-- START OF Document passage --

By the start of the 2011 academic year, $325 million in construction-related activities will be complete
Detroit—Since work began 12 months ago in one of the city’s largest construction projects that will build and renovate 18 Detroit Public Schools facilities, more than 476,000 hours have been logged by workers employed by Detroit-headquartered companies, 44 cranes and pieces of heavy excavation equipment are currently clawing away at 14 active job sites, and four school projects are 100 percent complete where students are spending their last weeks of this school year in modernized classrooms, gymnasiums and theater rooms.
Over the next 100 days, nine more schools will open for the city’s schoolchildren and demolition of the nearly 90-year-old Cass Technical High School will be complete, for a combined total of $325 million in construction-related spending funded by $500.5 million Proposal S dollars voters approved in 2009.
In a city where economic factors have hampered construction and development in some quarters, neighborhoods from Elmwood Park to Brightmoor are scenes filled with cranes, heavy earth-moving equipment and a myriad of other devices. In all, nine large cranes have dotted the city’s neighborhood landscape while over 35 earthmovers, backhoes and innumerable smaller excavators continue to prepare project sites for construction.
The workforce has completed 476,000 hours of work with over 45 percent of the hours going to Detroit residents. The workers have poured tons of concrete, wired miles of cable for bright light fixtures, laid thousands of new floor tiles, and used hundreds of gallons of paint for bright and colorful classrooms and hallways.
The four completed projects represent $35.5 million in construction spending. John R. King Academy was renovated and fitted with a new state-of-the-art black box theater, Bethune-Fitzgerald Academy has been renovated with a gym addition, Marcus Garvey Academy has been renovated with new windows and a secure student drop-off area, and the new, high-tech DPS Police Headquarters & Command Center has opened with a 24-hour security system to enhance public safety on campuses for all students and staff district-wide.
Nine schools, three of which are brand new facilities built from the ground up, are scheduled to open for the beginning of school in 2011. They include:
- Martin Luther King, Jr. Senior High School
The new $46.4 million building will replace the existing Martin Luther King Jr. Senior High School with a LEED Gold Certified state-of-the-art facility emphasizing a Science, Technology, Engineering and Mathematics (STEM) Curriculum. The new building will have a cyber café and media center and will connect to the current auditorium and performing arts building, which will be remodeled. The opposite end of the school will feature a new varsity gymnasium and a multi-lane natatorium. MLK students will attend classes in the existing facility throughout construction; once students are relocated, the old building will be demolished. The design build team is Jenkins-Granger LLC, a 49 percent Detroit-headquartered joint venture. The architect is TMP Architecture.

-- END OF Document passage --
-- START OF Dataset extract --

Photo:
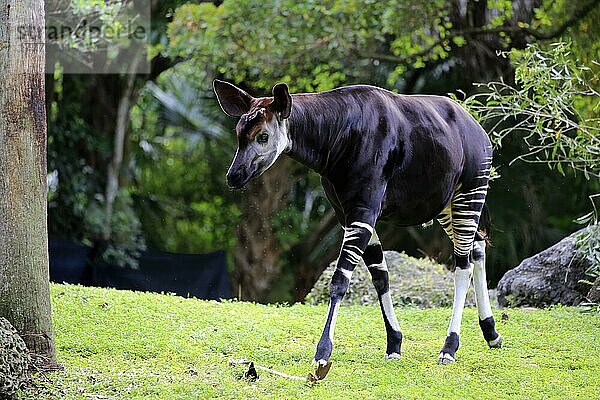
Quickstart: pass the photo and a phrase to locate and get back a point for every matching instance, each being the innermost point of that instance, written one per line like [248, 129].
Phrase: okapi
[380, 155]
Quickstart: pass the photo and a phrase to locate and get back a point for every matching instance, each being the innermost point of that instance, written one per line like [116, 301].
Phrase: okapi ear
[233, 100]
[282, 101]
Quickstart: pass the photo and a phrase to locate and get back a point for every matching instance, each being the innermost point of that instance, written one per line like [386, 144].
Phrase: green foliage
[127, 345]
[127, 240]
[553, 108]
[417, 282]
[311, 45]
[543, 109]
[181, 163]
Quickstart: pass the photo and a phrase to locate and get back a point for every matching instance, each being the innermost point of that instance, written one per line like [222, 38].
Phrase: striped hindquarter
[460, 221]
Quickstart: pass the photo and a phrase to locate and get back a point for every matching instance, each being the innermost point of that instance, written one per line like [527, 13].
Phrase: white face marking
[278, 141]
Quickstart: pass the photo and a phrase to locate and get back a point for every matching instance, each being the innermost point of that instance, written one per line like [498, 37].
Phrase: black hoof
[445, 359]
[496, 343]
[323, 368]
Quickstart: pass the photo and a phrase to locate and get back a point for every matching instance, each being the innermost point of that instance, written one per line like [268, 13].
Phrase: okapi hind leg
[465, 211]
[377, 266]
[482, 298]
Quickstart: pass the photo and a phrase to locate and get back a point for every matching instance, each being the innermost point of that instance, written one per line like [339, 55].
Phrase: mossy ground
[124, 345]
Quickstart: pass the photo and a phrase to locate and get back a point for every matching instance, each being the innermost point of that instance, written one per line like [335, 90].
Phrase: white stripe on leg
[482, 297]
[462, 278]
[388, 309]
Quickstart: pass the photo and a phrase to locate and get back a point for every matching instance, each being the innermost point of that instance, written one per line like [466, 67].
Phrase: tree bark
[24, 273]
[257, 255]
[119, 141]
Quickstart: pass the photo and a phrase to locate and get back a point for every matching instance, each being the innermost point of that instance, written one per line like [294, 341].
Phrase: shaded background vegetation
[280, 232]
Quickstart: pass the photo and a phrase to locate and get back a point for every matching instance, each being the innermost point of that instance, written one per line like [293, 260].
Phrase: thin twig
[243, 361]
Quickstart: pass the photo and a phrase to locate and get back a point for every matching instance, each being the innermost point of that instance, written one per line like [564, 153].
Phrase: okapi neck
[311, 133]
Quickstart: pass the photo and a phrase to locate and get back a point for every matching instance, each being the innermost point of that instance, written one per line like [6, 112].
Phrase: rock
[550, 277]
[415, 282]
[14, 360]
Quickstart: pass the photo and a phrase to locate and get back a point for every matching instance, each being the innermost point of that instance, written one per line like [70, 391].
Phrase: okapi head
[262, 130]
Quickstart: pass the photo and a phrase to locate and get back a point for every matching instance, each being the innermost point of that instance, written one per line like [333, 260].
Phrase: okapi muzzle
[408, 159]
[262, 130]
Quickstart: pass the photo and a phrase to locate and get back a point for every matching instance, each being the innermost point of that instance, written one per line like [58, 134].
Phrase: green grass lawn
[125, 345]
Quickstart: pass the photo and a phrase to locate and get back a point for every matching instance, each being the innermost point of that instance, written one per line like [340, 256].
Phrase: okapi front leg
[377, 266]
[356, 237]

-- END OF Dataset extract --

## Task list
• a. According to the school construction article, what share of the workforce's hours went to Detroit residents?
• b. Please reproduce a passage from the school construction article word for word: begin at the words "In a city where" and stop after "sites for construction.".
The listing plays no part in this work.

## Solutions in order
• a. Over 45 percent of the hours went to Detroit residents.

• b.
In a city where economic factors have hampered construction and development in some quarters, neighborhoods from Elmwood Park to Brightmoor are scenes filled with cranes, heavy earth-moving equipment and a myriad of other devices. In all, nine large cranes have dotted the city’s neighborhood landscape while over 35 earthmovers, backhoes and innumerable smaller excavators continue to prepare project sites for construction.